▶ _目標_
"Where can you see the dirt" を含む行で始まり "(1066, 516)" を含む行で終わる部分を、query 列と result 列の2列からなる CSV に書き換えなさい。英文の行1つとその直後に続く座標の行を1レコードにまとめ、各フィールドを二重引用符で囲み、改行は空白に置き換えること。
════════
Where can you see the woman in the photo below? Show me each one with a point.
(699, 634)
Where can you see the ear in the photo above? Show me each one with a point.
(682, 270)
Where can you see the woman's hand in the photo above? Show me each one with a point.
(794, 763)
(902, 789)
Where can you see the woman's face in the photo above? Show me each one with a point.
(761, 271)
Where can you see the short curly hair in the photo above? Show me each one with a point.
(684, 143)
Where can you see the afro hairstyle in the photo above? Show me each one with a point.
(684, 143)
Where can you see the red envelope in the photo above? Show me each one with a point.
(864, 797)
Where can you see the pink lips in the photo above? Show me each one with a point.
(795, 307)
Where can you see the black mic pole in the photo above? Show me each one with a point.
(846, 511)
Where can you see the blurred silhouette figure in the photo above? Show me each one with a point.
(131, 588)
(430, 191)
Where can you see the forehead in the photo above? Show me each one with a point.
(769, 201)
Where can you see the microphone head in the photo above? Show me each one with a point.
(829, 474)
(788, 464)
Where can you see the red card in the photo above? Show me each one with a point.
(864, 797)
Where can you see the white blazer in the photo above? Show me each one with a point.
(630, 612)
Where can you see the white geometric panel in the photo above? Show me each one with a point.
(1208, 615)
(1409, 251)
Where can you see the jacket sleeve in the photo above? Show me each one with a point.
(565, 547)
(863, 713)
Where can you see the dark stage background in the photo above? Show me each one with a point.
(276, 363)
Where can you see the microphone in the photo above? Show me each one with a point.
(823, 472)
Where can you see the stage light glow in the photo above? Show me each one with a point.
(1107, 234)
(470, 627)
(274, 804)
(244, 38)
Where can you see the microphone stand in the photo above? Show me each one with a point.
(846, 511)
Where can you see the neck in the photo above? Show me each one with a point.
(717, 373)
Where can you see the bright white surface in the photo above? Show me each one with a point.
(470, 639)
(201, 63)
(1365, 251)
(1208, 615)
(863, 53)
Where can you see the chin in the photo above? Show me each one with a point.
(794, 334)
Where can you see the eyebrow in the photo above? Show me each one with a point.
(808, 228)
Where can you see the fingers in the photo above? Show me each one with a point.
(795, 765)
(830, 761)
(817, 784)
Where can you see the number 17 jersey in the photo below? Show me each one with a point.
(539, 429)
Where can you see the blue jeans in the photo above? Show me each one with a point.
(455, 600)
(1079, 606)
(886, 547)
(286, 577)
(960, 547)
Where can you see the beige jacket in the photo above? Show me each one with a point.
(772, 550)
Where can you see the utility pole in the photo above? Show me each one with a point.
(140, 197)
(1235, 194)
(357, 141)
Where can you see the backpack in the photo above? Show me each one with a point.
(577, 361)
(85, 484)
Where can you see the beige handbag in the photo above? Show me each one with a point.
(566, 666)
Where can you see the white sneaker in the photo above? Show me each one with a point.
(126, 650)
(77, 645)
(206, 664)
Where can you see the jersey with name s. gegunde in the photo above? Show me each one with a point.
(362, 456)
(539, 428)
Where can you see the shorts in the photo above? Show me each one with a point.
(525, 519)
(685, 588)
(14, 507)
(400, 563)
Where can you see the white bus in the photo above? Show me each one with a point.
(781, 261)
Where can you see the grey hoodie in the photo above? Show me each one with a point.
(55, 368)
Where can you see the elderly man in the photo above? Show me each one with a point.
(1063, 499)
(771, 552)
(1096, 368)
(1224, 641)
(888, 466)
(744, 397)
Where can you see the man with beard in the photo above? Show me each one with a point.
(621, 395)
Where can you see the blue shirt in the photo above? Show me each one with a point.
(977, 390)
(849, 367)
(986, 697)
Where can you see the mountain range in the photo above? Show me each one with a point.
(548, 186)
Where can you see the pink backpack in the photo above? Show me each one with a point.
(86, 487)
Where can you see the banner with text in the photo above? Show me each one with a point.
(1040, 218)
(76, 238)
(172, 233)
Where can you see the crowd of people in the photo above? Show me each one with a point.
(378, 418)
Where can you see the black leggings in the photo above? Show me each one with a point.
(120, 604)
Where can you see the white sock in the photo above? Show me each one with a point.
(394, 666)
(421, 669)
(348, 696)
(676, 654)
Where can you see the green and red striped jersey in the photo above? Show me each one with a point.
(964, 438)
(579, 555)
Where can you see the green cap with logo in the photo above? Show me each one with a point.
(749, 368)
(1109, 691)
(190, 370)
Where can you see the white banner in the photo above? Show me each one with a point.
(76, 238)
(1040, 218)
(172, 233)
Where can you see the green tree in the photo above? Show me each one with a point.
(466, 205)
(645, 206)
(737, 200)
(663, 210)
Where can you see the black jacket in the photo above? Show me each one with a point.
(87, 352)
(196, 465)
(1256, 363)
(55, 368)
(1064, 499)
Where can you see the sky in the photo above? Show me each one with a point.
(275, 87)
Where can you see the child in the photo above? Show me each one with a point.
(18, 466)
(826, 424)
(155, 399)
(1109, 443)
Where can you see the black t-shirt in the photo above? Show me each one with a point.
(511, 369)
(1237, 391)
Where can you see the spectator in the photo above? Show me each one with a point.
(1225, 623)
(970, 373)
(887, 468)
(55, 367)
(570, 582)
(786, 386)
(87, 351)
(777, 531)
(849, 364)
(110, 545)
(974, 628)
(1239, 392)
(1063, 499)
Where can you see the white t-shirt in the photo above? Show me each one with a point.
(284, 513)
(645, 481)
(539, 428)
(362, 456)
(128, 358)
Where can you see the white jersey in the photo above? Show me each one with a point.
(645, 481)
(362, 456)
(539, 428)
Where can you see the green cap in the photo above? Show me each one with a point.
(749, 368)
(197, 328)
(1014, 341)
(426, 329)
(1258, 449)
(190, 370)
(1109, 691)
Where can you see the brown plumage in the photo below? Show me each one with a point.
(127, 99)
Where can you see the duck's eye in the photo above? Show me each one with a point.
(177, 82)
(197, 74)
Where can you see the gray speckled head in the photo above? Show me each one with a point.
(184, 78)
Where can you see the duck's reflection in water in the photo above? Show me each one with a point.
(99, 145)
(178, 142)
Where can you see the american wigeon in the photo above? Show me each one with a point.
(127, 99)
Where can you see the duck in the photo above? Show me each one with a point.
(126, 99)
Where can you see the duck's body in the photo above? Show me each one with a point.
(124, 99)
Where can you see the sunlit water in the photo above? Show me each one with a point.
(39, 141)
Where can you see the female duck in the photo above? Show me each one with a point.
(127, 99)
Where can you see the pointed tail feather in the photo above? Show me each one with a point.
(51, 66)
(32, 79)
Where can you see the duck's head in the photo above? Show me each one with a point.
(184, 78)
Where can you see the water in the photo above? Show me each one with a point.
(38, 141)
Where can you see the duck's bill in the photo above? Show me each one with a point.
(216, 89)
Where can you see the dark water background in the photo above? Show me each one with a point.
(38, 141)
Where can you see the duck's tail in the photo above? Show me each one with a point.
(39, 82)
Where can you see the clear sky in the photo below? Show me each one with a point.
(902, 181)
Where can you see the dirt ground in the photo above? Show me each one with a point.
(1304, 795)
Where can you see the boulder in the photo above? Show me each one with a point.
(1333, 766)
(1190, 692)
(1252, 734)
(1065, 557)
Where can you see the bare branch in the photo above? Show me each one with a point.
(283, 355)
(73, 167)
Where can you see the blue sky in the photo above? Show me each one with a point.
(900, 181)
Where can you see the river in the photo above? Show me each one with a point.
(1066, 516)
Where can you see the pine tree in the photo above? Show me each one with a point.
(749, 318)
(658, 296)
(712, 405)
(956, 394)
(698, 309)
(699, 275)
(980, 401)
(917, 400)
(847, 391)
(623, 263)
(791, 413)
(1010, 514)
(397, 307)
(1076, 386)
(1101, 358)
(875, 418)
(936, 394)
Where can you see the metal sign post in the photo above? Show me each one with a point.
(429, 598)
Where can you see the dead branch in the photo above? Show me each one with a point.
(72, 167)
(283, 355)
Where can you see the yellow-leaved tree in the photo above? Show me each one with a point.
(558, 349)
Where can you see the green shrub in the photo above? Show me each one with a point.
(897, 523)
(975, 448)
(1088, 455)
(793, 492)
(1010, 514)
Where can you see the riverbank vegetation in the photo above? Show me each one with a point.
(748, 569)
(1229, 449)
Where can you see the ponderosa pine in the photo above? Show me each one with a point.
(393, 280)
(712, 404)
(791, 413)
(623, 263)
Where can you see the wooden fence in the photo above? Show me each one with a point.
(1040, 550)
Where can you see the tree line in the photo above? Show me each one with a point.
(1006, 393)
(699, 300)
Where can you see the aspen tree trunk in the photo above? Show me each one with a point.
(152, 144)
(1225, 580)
════════
▶ _最終解答_
query,result
"Where can you see the dirt ground in the photo above? Show me each one with a point.","(1304, 795)"
"Where can you see the boulder in the photo above? Show me each one with a point.","(1333, 766) (1190, 692) (1252, 734) (1065, 557)"
"Where can you see the bare branch in the photo above? Show me each one with a point.","(283, 355) (73, 167)"
"Where can you see the blue sky in the photo above? Show me each one with a point.","(900, 181)"
"Where can you see the river in the photo above? Show me each one with a point.","(1066, 516)"